* [Task statement]: Update the listing from its start through the line with "x=265, y=127" by replacing "face mask" with "face covering", leaving everything else unchanged. Give back only those lines.

* [Input rows]:

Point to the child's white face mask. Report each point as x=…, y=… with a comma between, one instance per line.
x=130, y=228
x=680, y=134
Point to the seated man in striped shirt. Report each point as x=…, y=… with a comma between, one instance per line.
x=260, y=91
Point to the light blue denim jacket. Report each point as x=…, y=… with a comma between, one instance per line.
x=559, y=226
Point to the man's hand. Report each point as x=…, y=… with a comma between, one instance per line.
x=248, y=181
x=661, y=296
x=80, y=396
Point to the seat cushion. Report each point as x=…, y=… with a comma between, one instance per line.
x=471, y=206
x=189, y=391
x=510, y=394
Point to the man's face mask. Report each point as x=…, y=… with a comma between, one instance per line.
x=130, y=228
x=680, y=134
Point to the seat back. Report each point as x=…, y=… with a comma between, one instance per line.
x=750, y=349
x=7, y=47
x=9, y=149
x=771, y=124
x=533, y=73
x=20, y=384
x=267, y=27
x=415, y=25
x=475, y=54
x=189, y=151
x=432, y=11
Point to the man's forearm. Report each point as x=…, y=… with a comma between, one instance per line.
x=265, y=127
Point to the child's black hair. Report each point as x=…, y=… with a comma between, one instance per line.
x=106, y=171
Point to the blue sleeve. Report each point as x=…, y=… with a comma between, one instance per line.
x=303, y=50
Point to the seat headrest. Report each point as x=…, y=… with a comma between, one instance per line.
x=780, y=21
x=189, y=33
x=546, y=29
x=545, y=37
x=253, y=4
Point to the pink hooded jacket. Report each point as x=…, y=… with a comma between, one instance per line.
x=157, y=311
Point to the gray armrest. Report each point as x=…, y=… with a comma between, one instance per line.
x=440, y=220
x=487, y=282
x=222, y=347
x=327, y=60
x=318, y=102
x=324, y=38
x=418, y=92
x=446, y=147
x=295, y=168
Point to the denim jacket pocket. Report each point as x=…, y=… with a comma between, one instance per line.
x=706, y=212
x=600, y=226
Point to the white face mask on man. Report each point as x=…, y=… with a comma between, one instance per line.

* [The solution]:
Point to the child's white face covering. Report each point as x=…, y=… with a comma between, one instance per line.
x=130, y=228
x=680, y=134
Point to the seated man in striped shirt. Report each point as x=…, y=… with a comma between, one instance per line.
x=260, y=91
Point to the light blue denim jacket. Report each point as x=…, y=… with a comma between, one instance per line.
x=559, y=226
Point to the man's hand. Report each point as x=…, y=… with a comma between, one instance per line.
x=248, y=181
x=661, y=296
x=80, y=396
Point to the seat cushion. Report each point as x=…, y=… with a comma between, one instance per line.
x=471, y=206
x=189, y=391
x=510, y=394
Point to the man's face covering. Report each point as x=…, y=… with a comma between, one instance per line.
x=130, y=228
x=680, y=134
Point to the seat back. Report each point as x=…, y=… with a comma between, one instance per line.
x=750, y=349
x=7, y=47
x=9, y=149
x=771, y=124
x=533, y=73
x=20, y=384
x=267, y=27
x=415, y=25
x=475, y=54
x=189, y=151
x=432, y=11
Point to the man's forearm. Report each point as x=…, y=… with a comma between, one instance per line.
x=265, y=127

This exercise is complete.